_Entries supplied_:
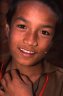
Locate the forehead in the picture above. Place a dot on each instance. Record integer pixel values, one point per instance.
(37, 5)
(35, 10)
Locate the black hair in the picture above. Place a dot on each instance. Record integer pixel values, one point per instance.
(51, 3)
(56, 8)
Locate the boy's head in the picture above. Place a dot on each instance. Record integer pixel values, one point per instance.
(50, 3)
(32, 26)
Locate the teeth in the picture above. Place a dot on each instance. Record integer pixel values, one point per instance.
(26, 51)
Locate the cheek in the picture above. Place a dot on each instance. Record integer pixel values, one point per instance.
(45, 45)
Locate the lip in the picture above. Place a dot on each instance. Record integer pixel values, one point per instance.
(26, 52)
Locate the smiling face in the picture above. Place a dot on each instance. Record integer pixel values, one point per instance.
(31, 32)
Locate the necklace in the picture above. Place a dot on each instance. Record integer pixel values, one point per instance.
(44, 86)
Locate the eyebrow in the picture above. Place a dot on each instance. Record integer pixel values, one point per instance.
(23, 19)
(47, 26)
(43, 26)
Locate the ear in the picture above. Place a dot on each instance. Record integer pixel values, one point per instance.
(7, 30)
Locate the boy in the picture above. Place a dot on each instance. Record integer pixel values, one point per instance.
(30, 31)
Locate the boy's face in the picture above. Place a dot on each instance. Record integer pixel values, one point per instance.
(31, 32)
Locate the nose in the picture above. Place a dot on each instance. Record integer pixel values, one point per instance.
(30, 39)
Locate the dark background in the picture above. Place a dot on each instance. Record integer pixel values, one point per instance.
(56, 57)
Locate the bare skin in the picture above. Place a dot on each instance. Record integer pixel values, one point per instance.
(30, 36)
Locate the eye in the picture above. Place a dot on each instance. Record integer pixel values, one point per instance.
(44, 32)
(21, 26)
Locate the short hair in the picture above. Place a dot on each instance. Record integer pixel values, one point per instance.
(51, 3)
(56, 8)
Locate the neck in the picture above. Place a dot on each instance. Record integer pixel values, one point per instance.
(33, 72)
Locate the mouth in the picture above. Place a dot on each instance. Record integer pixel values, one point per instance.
(26, 52)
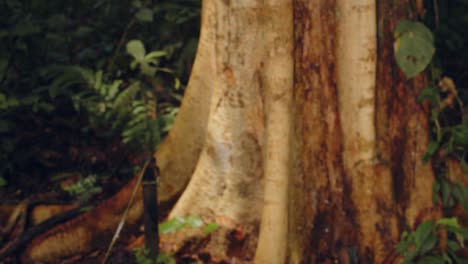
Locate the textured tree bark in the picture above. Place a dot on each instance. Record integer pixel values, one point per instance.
(300, 132)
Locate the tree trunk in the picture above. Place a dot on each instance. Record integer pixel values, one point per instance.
(301, 133)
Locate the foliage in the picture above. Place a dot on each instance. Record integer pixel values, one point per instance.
(414, 47)
(84, 188)
(433, 242)
(142, 257)
(170, 226)
(177, 223)
(66, 80)
(415, 50)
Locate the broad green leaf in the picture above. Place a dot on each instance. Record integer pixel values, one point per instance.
(144, 15)
(423, 232)
(136, 49)
(147, 69)
(431, 94)
(407, 26)
(414, 47)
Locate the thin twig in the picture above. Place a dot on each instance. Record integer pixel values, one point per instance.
(124, 216)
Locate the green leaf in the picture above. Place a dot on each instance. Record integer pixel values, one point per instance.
(432, 260)
(165, 259)
(155, 54)
(136, 49)
(194, 221)
(431, 94)
(144, 15)
(452, 221)
(173, 225)
(414, 47)
(423, 232)
(428, 244)
(26, 28)
(460, 135)
(210, 228)
(407, 26)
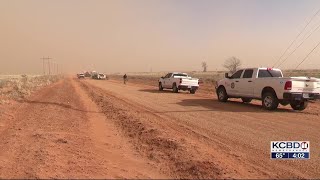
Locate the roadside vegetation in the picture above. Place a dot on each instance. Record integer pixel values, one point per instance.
(16, 87)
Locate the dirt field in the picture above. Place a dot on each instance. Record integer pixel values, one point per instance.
(94, 129)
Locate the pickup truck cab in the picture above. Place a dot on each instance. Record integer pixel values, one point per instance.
(179, 81)
(269, 85)
(80, 75)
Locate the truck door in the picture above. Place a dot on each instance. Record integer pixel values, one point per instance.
(246, 84)
(166, 81)
(232, 86)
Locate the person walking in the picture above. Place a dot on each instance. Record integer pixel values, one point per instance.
(125, 78)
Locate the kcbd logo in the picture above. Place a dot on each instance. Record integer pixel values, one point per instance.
(290, 145)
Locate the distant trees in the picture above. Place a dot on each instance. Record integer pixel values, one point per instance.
(232, 64)
(204, 66)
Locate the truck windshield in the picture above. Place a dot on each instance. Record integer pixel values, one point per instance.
(185, 75)
(269, 73)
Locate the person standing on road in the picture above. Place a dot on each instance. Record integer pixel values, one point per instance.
(125, 78)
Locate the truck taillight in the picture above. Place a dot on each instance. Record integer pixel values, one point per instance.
(288, 85)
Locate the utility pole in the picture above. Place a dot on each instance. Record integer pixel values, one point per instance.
(43, 64)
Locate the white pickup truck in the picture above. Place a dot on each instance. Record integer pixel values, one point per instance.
(179, 81)
(269, 85)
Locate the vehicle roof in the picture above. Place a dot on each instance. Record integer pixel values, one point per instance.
(261, 68)
(178, 73)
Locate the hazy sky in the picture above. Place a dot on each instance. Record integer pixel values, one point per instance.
(165, 35)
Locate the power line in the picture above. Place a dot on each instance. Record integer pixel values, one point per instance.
(296, 38)
(283, 61)
(305, 58)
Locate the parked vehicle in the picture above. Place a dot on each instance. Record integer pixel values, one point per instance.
(179, 81)
(102, 76)
(87, 74)
(270, 86)
(80, 75)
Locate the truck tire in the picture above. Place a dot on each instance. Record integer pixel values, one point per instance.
(175, 88)
(300, 106)
(246, 100)
(222, 94)
(160, 86)
(270, 101)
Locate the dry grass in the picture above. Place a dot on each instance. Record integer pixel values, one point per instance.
(15, 87)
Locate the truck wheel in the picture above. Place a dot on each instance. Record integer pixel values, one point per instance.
(270, 101)
(175, 88)
(160, 87)
(246, 100)
(296, 105)
(222, 94)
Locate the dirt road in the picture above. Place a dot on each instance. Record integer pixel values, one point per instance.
(91, 129)
(215, 139)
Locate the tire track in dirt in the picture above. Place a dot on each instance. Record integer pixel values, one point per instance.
(170, 149)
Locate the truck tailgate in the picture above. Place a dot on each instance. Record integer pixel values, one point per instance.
(306, 85)
(189, 82)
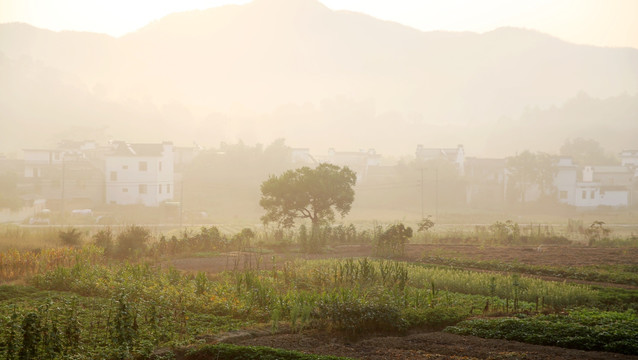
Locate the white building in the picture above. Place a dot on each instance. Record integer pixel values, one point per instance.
(358, 161)
(597, 185)
(629, 158)
(455, 156)
(139, 174)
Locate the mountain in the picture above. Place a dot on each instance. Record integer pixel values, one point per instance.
(297, 69)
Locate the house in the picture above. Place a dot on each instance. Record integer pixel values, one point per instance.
(68, 176)
(301, 156)
(593, 186)
(455, 156)
(629, 158)
(139, 174)
(358, 161)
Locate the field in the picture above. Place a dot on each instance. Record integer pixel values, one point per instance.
(171, 297)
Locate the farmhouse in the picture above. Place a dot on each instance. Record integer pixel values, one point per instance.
(139, 174)
(455, 156)
(594, 186)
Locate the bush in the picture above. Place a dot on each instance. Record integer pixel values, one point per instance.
(132, 241)
(392, 241)
(104, 239)
(71, 237)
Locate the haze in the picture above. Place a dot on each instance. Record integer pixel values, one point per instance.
(323, 81)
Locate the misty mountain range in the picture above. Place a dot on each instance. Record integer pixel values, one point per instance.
(319, 78)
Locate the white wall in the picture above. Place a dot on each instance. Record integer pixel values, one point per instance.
(614, 198)
(157, 179)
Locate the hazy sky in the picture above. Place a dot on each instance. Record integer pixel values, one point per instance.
(596, 22)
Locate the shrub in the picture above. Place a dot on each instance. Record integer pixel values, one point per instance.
(132, 241)
(104, 239)
(392, 241)
(71, 237)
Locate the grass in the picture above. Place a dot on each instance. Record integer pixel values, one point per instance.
(585, 329)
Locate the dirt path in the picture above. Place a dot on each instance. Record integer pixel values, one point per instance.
(425, 345)
(421, 345)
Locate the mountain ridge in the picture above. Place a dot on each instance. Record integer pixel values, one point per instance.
(248, 59)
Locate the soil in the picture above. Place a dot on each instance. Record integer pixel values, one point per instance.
(424, 344)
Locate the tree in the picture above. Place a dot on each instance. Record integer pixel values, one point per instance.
(527, 168)
(306, 193)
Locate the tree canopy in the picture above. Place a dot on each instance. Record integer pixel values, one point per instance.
(307, 193)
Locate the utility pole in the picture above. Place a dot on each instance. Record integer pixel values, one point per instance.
(436, 198)
(181, 204)
(422, 212)
(62, 186)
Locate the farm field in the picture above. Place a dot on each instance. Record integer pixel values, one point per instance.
(436, 344)
(169, 299)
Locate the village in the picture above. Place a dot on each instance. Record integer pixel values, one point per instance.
(78, 177)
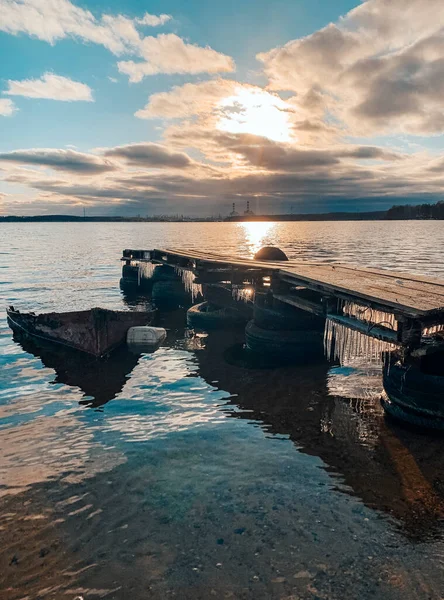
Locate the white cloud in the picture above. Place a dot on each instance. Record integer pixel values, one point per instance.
(168, 53)
(7, 107)
(188, 99)
(52, 20)
(153, 20)
(72, 161)
(51, 87)
(379, 69)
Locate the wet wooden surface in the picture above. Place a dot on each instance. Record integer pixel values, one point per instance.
(413, 296)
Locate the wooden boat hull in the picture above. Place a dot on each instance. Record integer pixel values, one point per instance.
(413, 396)
(97, 331)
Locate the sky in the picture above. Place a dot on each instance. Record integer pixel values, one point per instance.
(171, 107)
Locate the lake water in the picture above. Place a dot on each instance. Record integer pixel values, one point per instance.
(191, 476)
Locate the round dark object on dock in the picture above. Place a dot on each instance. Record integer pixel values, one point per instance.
(129, 284)
(413, 396)
(208, 317)
(270, 253)
(287, 346)
(169, 295)
(130, 272)
(281, 317)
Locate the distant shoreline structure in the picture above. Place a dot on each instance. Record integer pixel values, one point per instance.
(401, 213)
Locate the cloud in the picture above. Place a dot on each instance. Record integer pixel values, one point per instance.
(168, 53)
(187, 100)
(62, 160)
(51, 87)
(149, 155)
(7, 107)
(271, 174)
(379, 69)
(60, 19)
(153, 20)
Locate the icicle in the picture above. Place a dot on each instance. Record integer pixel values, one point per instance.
(146, 270)
(242, 294)
(433, 330)
(367, 314)
(346, 345)
(188, 277)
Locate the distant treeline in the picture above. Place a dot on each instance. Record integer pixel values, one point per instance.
(339, 216)
(419, 211)
(404, 212)
(75, 219)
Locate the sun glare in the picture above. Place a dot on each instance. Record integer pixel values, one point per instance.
(257, 112)
(256, 235)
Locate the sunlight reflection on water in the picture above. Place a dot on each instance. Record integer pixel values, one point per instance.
(195, 476)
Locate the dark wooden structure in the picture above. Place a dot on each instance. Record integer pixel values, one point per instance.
(97, 331)
(394, 307)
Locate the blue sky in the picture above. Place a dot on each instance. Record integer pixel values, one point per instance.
(155, 107)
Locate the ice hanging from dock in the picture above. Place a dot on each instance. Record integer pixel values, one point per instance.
(367, 314)
(146, 270)
(346, 345)
(242, 294)
(433, 330)
(188, 277)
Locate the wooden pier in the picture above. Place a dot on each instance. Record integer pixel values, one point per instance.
(394, 307)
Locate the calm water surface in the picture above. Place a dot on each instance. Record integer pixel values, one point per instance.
(184, 474)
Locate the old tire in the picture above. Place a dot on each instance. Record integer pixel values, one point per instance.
(207, 316)
(300, 346)
(414, 396)
(130, 272)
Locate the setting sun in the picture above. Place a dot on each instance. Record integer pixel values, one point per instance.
(257, 112)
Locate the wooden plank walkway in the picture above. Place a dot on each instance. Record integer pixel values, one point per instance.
(411, 296)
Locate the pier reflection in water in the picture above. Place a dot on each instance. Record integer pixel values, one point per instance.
(203, 476)
(335, 413)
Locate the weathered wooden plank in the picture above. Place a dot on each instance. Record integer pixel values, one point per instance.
(416, 299)
(413, 296)
(302, 303)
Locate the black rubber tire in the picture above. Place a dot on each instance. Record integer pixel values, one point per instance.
(281, 317)
(208, 317)
(399, 414)
(301, 346)
(130, 272)
(414, 394)
(169, 295)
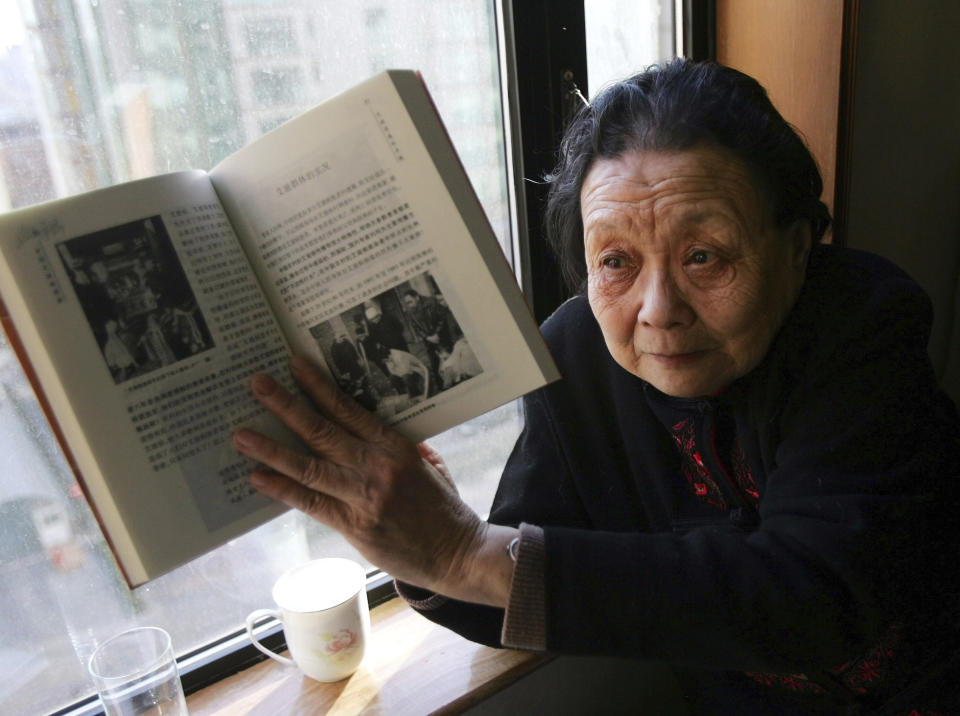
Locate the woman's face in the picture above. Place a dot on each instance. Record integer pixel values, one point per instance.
(686, 274)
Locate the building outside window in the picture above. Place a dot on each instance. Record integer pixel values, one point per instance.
(97, 92)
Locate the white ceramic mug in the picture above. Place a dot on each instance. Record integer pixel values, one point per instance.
(326, 622)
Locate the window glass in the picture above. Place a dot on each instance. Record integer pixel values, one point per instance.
(624, 36)
(96, 92)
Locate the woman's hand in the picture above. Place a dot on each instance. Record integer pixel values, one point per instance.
(392, 500)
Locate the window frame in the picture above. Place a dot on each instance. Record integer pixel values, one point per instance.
(535, 93)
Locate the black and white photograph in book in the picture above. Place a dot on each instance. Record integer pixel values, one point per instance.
(136, 297)
(397, 348)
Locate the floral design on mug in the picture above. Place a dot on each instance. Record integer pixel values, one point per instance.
(339, 644)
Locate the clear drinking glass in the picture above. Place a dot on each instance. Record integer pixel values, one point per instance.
(135, 673)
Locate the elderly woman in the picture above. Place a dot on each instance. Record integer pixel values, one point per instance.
(748, 470)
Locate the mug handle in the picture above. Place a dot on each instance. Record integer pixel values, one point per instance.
(255, 616)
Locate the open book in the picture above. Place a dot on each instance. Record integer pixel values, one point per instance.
(349, 235)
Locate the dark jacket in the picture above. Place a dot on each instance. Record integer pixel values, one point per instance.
(825, 571)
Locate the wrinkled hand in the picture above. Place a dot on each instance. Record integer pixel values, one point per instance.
(392, 500)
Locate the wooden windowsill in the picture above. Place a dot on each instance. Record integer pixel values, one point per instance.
(412, 666)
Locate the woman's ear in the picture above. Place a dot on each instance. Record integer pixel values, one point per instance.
(801, 238)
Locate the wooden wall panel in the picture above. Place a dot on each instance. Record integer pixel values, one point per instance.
(793, 48)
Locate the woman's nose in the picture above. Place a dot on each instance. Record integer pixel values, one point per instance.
(661, 304)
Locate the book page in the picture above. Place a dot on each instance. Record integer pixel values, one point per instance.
(376, 268)
(143, 321)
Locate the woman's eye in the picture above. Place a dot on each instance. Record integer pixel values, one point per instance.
(701, 257)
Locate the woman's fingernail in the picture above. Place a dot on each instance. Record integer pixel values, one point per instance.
(262, 384)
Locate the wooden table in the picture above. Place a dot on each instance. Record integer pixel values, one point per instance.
(412, 667)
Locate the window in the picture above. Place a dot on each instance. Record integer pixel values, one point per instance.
(97, 92)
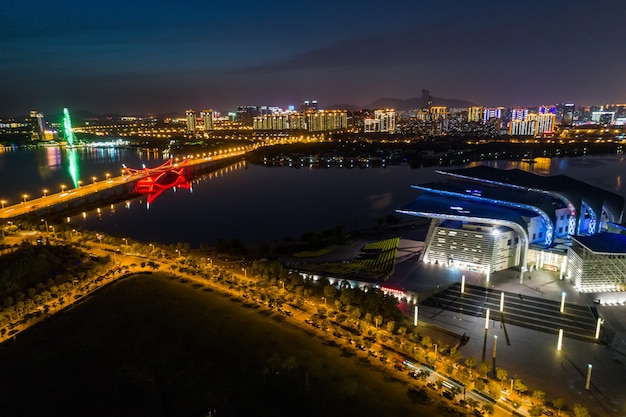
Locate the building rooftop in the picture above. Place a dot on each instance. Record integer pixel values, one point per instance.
(574, 190)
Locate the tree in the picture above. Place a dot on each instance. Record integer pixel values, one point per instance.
(519, 386)
(488, 408)
(391, 326)
(470, 363)
(463, 375)
(494, 389)
(479, 385)
(559, 404)
(580, 411)
(535, 411)
(539, 396)
(368, 317)
(330, 291)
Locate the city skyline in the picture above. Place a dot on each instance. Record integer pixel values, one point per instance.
(154, 58)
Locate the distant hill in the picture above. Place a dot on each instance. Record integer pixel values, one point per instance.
(404, 105)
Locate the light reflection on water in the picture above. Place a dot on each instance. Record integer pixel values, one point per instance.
(256, 203)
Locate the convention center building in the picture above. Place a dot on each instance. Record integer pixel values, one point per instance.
(486, 219)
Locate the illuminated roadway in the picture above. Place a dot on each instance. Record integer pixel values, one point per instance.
(82, 191)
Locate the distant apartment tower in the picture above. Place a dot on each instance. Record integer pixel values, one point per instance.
(603, 117)
(37, 123)
(207, 118)
(383, 121)
(567, 114)
(438, 112)
(326, 120)
(534, 124)
(279, 121)
(308, 105)
(475, 114)
(191, 120)
(492, 113)
(519, 114)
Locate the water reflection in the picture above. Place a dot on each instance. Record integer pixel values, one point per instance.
(72, 157)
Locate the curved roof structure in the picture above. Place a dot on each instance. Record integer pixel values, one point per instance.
(436, 206)
(572, 191)
(540, 203)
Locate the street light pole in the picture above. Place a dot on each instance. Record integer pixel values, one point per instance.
(588, 382)
(493, 356)
(487, 320)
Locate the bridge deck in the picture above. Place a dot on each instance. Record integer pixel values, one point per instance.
(66, 196)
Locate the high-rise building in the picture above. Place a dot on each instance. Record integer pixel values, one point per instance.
(492, 113)
(326, 120)
(567, 118)
(534, 124)
(475, 114)
(37, 123)
(207, 118)
(191, 120)
(438, 112)
(383, 121)
(519, 114)
(308, 105)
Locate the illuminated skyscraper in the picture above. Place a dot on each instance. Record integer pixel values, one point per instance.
(191, 120)
(568, 114)
(475, 114)
(492, 113)
(37, 123)
(207, 118)
(326, 120)
(383, 121)
(308, 105)
(519, 114)
(534, 124)
(438, 112)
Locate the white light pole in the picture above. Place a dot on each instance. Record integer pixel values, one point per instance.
(487, 320)
(493, 356)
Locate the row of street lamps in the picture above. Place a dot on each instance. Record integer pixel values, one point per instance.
(46, 191)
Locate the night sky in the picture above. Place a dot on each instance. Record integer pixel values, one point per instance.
(125, 56)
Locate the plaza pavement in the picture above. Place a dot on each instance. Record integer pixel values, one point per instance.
(528, 354)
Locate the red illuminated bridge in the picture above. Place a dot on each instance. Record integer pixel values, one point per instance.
(147, 181)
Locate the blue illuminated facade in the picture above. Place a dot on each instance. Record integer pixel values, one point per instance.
(488, 219)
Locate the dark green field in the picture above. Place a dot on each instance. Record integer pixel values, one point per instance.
(151, 346)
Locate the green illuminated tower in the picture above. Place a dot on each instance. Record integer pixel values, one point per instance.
(67, 128)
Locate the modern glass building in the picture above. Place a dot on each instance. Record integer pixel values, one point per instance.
(487, 219)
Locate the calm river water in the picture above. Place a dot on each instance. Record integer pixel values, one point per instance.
(253, 203)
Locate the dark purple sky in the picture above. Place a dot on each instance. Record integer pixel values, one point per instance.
(156, 56)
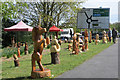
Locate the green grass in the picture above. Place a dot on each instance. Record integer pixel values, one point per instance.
(67, 62)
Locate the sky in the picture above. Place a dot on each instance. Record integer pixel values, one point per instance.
(112, 4)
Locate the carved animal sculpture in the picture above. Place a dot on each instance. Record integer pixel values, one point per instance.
(39, 43)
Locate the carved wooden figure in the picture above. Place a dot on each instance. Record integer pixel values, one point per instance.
(13, 42)
(104, 38)
(86, 39)
(16, 61)
(60, 42)
(55, 48)
(18, 47)
(47, 40)
(39, 43)
(97, 39)
(26, 48)
(90, 37)
(69, 47)
(75, 46)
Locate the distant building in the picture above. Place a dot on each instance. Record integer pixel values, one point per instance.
(119, 11)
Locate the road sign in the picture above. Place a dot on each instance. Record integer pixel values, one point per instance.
(93, 18)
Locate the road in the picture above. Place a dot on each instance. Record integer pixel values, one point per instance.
(103, 65)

_Your instructions_: Write the lines out verbatim, from the one with "Locate the distant building" through the last line of the entries, and stop there.

_Problem solution_:
Locate the distant building in the picture above. Place a dot on each instance. Record integer pixel values, one point per instance.
(119, 11)
Locate the road sign in the picture above. Place a dot on each instance. Record integer pixel values, one point per instance.
(93, 18)
Locate the road in the picture above. Place a dot on each instance. Record integer pixel values, one point per instance.
(103, 65)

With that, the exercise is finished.